### ACTIVITY
Copy each line of the records exactly, stopping only after the line that contains "box: [103, 33, 266, 285]" has been written, and leave pictures out.

### EXCERPTED RECORDS
..........

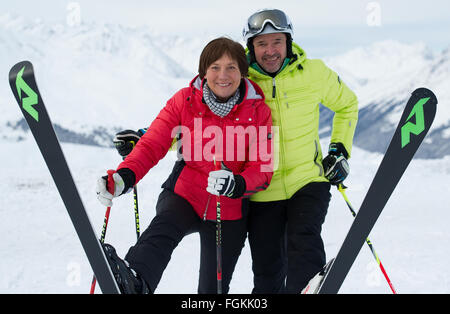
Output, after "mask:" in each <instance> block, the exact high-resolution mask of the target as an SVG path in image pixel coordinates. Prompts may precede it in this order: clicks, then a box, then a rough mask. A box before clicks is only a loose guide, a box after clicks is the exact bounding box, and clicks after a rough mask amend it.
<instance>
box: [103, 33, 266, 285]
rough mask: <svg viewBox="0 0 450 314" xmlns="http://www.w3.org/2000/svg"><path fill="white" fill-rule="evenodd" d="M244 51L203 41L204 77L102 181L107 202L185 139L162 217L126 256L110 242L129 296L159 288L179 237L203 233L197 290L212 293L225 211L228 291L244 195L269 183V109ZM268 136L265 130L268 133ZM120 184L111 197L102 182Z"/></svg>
mask: <svg viewBox="0 0 450 314" xmlns="http://www.w3.org/2000/svg"><path fill="white" fill-rule="evenodd" d="M247 70H248V64H247V59H246V57H245V51H244V48H243V47H242V46H241V45H240V44H239V43H237V42H234V41H232V40H230V39H227V38H218V39H215V40H213V41H211V42H210V43H208V44H207V45H206V47H205V48H204V49H203V51H202V53H201V56H200V61H199V74H198V76H196V77H195V78H194V79H193V80H192V82H191V83H190V85H189V87H186V88H183V89H181V90H180V91H178V92H177V93H176V94H175V95H174V96H173V97H172V98H171V99H169V101H168V102H167V104H166V106H165V107H164V108H163V109H162V110H161V112H160V113H159V115H158V116H157V118H156V119H155V120H154V121H153V122H152V124H151V125H150V127H149V128H148V131H147V132H146V133H145V134H144V135H143V136H142V137H141V139H140V140H139V142H138V143H137V145H136V147H135V148H134V149H133V151H132V152H131V153H130V154H129V155H128V156H127V158H126V159H125V160H124V161H123V162H122V163H121V164H120V165H119V166H118V168H117V170H116V171H115V173H114V174H113V175H112V176H110V177H109V178H108V177H102V178H100V179H99V180H98V184H97V194H98V199H99V200H100V202H101V203H102V204H104V205H105V206H111V204H112V201H111V200H112V198H113V197H116V196H119V195H122V194H124V193H126V192H128V191H129V190H131V189H132V187H133V186H134V185H135V184H137V182H139V180H141V179H142V177H143V176H144V175H145V174H146V173H147V172H148V171H149V170H150V169H151V168H152V167H153V166H155V165H156V164H157V163H158V161H159V160H160V159H162V158H163V157H164V155H165V154H166V153H167V151H168V150H169V148H170V146H171V144H172V140H173V137H174V136H175V135H177V133H178V136H179V135H181V136H179V138H181V144H182V146H181V154H182V158H181V160H178V161H177V162H176V163H175V166H174V168H173V171H172V173H171V175H170V176H169V178H168V179H167V181H166V182H165V183H164V184H163V186H162V187H163V191H162V193H161V195H160V197H159V200H158V204H157V214H156V216H155V217H154V219H153V220H152V222H151V223H150V226H149V227H148V228H147V230H146V231H145V232H144V233H143V234H142V236H141V237H140V239H139V240H138V242H137V243H136V245H135V246H133V247H131V248H130V250H129V251H128V254H127V255H126V257H125V260H124V261H123V260H121V259H120V258H119V257H118V256H117V255H116V253H115V250H114V248H113V247H112V246H110V245H105V246H104V249H105V253H106V255H107V258H108V260H109V262H110V264H111V266H112V269H113V272H114V274H115V277H116V279H118V285H119V287H120V289H121V291H122V292H124V293H146V292H154V291H155V289H156V287H157V285H158V283H159V281H160V279H161V276H162V273H163V271H164V269H165V268H166V266H167V264H168V262H169V260H170V256H171V254H172V252H173V250H174V249H175V247H176V246H177V245H178V243H179V242H180V241H181V239H182V238H183V237H184V236H185V235H186V234H188V233H189V232H191V231H192V230H196V231H198V232H199V233H200V244H201V258H200V275H199V285H198V292H199V293H216V292H217V290H218V284H217V276H216V275H217V274H216V273H217V258H216V217H217V216H216V214H217V205H218V204H217V203H218V202H219V203H220V209H221V228H222V243H221V245H222V254H221V255H222V265H221V266H222V287H223V292H224V293H227V292H228V290H229V283H230V281H231V277H232V273H233V271H234V267H235V265H236V262H237V259H238V257H239V255H240V253H241V250H242V247H243V246H244V241H245V239H246V233H247V229H246V213H247V209H246V206H247V202H246V201H247V199H246V198H248V197H250V195H252V194H254V193H256V192H258V191H261V190H264V189H265V188H266V187H267V186H268V185H269V183H270V180H271V177H272V168H271V163H272V158H271V145H272V143H271V142H272V141H271V138H272V136H271V133H270V130H269V129H270V127H271V125H272V120H271V115H270V109H269V108H268V107H267V105H266V104H265V103H264V95H263V93H262V91H261V90H260V88H259V87H258V86H257V85H256V84H255V83H253V82H252V81H250V80H248V79H246V78H245V77H246V76H247ZM264 130H265V132H264ZM107 181H108V183H109V184H111V183H114V193H113V194H111V193H109V192H108V191H107V188H106V184H107Z"/></svg>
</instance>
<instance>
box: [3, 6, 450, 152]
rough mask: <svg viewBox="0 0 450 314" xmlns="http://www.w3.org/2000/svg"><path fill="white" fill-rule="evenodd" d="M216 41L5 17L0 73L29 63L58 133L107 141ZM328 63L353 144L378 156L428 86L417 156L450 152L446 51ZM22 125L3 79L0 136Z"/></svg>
mask: <svg viewBox="0 0 450 314" xmlns="http://www.w3.org/2000/svg"><path fill="white" fill-rule="evenodd" d="M221 35H223V34H219V35H218V36H221ZM213 37H214V36H213V35H205V34H193V35H192V37H183V36H179V35H177V34H161V33H156V32H154V31H152V30H150V29H148V28H131V27H125V26H122V25H103V24H95V23H90V24H81V25H80V26H78V27H69V26H67V25H65V24H46V23H43V22H41V21H28V20H24V19H22V18H20V17H15V16H11V15H9V14H4V15H0V42H1V43H2V46H3V47H5V48H6V49H1V50H0V73H4V74H5V76H6V73H8V71H9V69H10V67H11V66H12V65H13V64H15V63H16V62H18V61H21V60H24V59H27V60H30V61H31V62H32V63H33V64H34V66H35V71H36V75H37V82H38V86H39V88H40V90H41V93H42V97H43V98H44V101H45V103H46V105H47V107H48V109H49V110H50V111H51V112H52V117H53V122H54V124H55V125H56V129H57V132H58V135H59V136H60V139H61V140H62V141H64V142H75V143H84V144H92V145H103V146H105V145H111V138H112V136H113V135H114V133H115V132H116V131H118V130H120V129H123V128H132V129H136V128H140V127H145V126H148V124H149V123H150V122H151V121H152V120H153V118H154V117H155V116H156V115H157V114H158V112H159V111H160V110H161V109H162V107H163V106H164V104H165V102H166V101H167V100H168V99H169V98H170V97H171V96H172V95H173V94H174V93H175V92H176V91H177V90H178V89H180V88H182V87H184V86H186V85H187V84H188V83H189V82H190V80H191V79H192V78H193V76H194V75H195V74H196V73H197V69H198V58H199V55H200V53H201V50H202V49H203V47H204V45H205V44H206V43H207V42H208V41H209V40H211V39H212V38H213ZM449 47H450V42H449ZM312 57H313V56H312ZM325 62H326V63H327V64H328V65H329V66H330V67H331V68H332V69H334V70H335V71H336V72H337V73H338V74H339V75H340V77H341V78H342V80H343V81H344V82H346V83H347V84H348V85H349V86H350V88H352V89H353V90H354V91H355V93H356V95H357V96H358V99H359V102H360V103H359V105H360V115H359V117H360V119H359V122H358V126H357V131H356V135H355V142H356V144H358V145H360V147H362V148H365V149H367V150H370V151H376V152H384V150H385V149H386V147H387V144H388V142H389V140H390V138H391V136H392V133H393V131H394V128H395V126H396V125H397V122H398V119H399V118H400V114H401V112H402V111H403V107H404V105H405V101H406V100H407V99H408V98H409V96H410V93H411V92H412V91H413V90H414V89H416V88H418V87H422V86H425V87H428V88H430V89H431V90H433V91H434V92H435V93H436V95H437V98H438V101H439V104H438V109H437V115H436V120H435V122H434V125H433V126H432V128H431V131H430V134H429V136H428V137H427V139H426V141H425V143H424V146H423V147H422V148H421V150H420V151H419V152H418V156H419V157H422V158H439V157H441V156H443V155H450V141H449V140H448V139H449V138H450V89H449V88H448V86H450V49H447V50H444V51H442V52H440V53H436V52H433V51H431V50H430V49H429V48H428V47H426V46H425V45H423V44H421V43H414V44H405V43H400V42H397V41H392V40H386V41H382V42H376V43H373V44H372V45H369V46H366V47H359V48H355V49H352V50H350V51H348V52H347V53H345V54H342V55H339V56H330V57H328V58H325ZM332 118H333V114H332V113H331V112H329V111H326V110H323V114H322V115H321V135H322V136H328V135H329V132H330V128H329V126H330V125H331V121H332ZM26 128H27V127H26V124H25V123H24V121H23V119H22V117H21V116H20V112H19V110H18V109H17V108H16V106H15V104H14V99H13V97H12V95H11V92H10V90H9V84H8V83H7V82H6V80H5V81H4V83H3V84H0V138H5V139H9V140H12V141H16V140H20V139H23V138H24V137H26V136H27V134H26V132H25V131H24V130H26ZM374 134H377V136H376V137H375V136H373V135H374Z"/></svg>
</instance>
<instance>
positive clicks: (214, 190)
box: [206, 163, 246, 198]
mask: <svg viewBox="0 0 450 314" xmlns="http://www.w3.org/2000/svg"><path fill="white" fill-rule="evenodd" d="M245 188H246V184H245V180H244V178H243V177H242V176H241V175H233V172H231V170H230V169H228V168H227V167H225V165H224V164H223V163H222V169H221V170H215V171H211V172H210V173H209V176H208V186H207V187H206V191H208V192H209V193H211V194H214V195H223V196H227V197H229V198H239V197H241V196H242V195H244V192H245Z"/></svg>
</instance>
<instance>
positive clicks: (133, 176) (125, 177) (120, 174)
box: [116, 168, 136, 194]
mask: <svg viewBox="0 0 450 314" xmlns="http://www.w3.org/2000/svg"><path fill="white" fill-rule="evenodd" d="M116 172H117V173H118V174H119V175H120V176H121V177H122V180H123V182H124V184H125V187H124V188H123V192H122V194H125V193H127V192H128V191H130V190H131V189H132V188H133V187H134V184H135V182H136V175H135V174H134V172H133V171H132V170H131V169H129V168H120V169H118V170H117V171H116Z"/></svg>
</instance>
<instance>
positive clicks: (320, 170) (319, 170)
mask: <svg viewBox="0 0 450 314" xmlns="http://www.w3.org/2000/svg"><path fill="white" fill-rule="evenodd" d="M314 145H315V146H316V152H315V153H314V163H315V164H316V166H317V167H319V176H322V175H323V168H322V165H321V164H320V163H319V162H318V161H317V157H319V147H318V144H317V140H314Z"/></svg>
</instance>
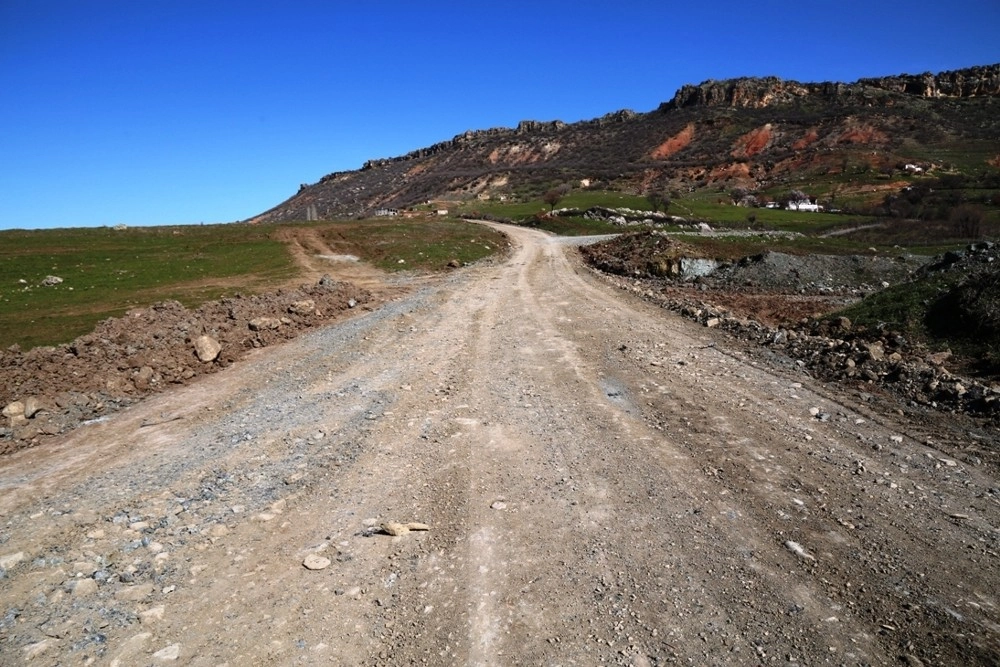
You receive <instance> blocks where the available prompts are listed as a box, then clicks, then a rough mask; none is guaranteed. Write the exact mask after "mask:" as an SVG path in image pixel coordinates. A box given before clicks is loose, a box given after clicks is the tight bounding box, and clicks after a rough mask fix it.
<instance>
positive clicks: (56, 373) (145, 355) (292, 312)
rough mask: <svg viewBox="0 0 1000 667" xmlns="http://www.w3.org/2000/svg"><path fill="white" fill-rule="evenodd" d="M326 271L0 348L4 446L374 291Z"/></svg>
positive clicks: (21, 444)
mask: <svg viewBox="0 0 1000 667" xmlns="http://www.w3.org/2000/svg"><path fill="white" fill-rule="evenodd" d="M371 298H372V297H371V294H370V293H368V292H367V291H365V290H363V289H360V288H358V287H356V286H354V285H351V284H349V283H343V282H338V281H335V280H332V279H330V278H329V277H326V276H325V277H324V278H323V279H321V280H320V281H319V282H317V283H316V284H313V285H304V286H302V287H300V288H298V289H295V290H281V291H277V292H272V293H267V294H260V295H253V296H242V295H237V296H234V297H227V298H223V299H221V300H219V301H213V302H210V303H207V304H204V305H203V306H201V307H199V308H197V309H195V310H189V309H187V308H185V307H184V306H183V305H181V304H180V303H178V302H176V301H165V302H162V303H158V304H155V305H153V306H150V307H148V308H137V309H134V310H131V311H129V312H128V313H126V314H125V315H124V316H123V317H118V318H109V319H107V320H105V321H103V322H101V323H100V324H99V325H98V326H97V328H96V329H95V330H94V331H93V332H91V333H89V334H86V335H84V336H81V337H79V338H77V339H76V340H74V341H73V342H71V343H69V344H66V345H60V346H58V347H38V348H34V349H32V350H29V351H27V352H22V351H21V350H20V349H19V348H18V347H17V346H14V347H12V348H10V349H8V350H5V351H3V352H0V377H2V378H3V383H2V385H0V406H4V407H3V410H2V412H3V416H4V417H5V418H6V419H3V420H2V423H0V454H3V453H5V452H8V451H13V450H14V449H18V448H21V447H24V446H26V445H29V444H31V443H32V442H34V441H37V439H38V438H40V437H43V436H46V435H55V434H58V433H62V432H65V431H67V430H69V429H71V428H73V427H74V426H76V425H77V424H79V423H80V422H81V421H86V420H90V419H97V418H99V417H101V416H103V415H106V414H109V413H111V412H114V411H116V410H119V409H121V408H123V407H126V406H128V405H130V404H132V403H134V402H136V401H137V400H139V399H140V398H141V397H143V396H146V395H148V394H151V393H154V392H156V391H159V390H160V389H162V388H164V387H167V386H170V385H176V384H184V383H186V382H188V381H190V380H192V379H193V378H196V377H198V376H199V375H203V374H206V373H212V372H215V371H218V370H221V369H223V368H225V367H227V366H229V365H230V364H232V363H233V362H235V361H237V360H238V359H240V358H241V357H243V356H244V355H245V354H246V353H247V352H248V351H250V350H252V349H254V348H260V347H264V346H267V345H272V344H274V343H277V342H280V341H283V340H287V339H290V338H293V337H295V336H296V335H298V334H299V333H301V332H303V331H304V330H306V329H309V328H310V327H314V326H318V325H321V324H325V323H327V322H330V321H332V320H334V319H336V318H337V317H338V316H340V315H341V313H342V312H343V311H345V310H348V309H350V308H354V307H356V306H359V305H362V304H365V303H368V302H369V301H371Z"/></svg>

..........

### WRITTEN ANSWER
Output, after "mask:" in each <instance> block, the exact high-resolution mask of the target as an SVG path in image pixel coordinates. Prompts may precede it in this order: clicks, then a box, then a rough mask. A box before clicks is only a loose guide, a box after clicks is the exact bounding box, and clicks after a rough mask amend it.
<instance>
box: [103, 33, 266, 285]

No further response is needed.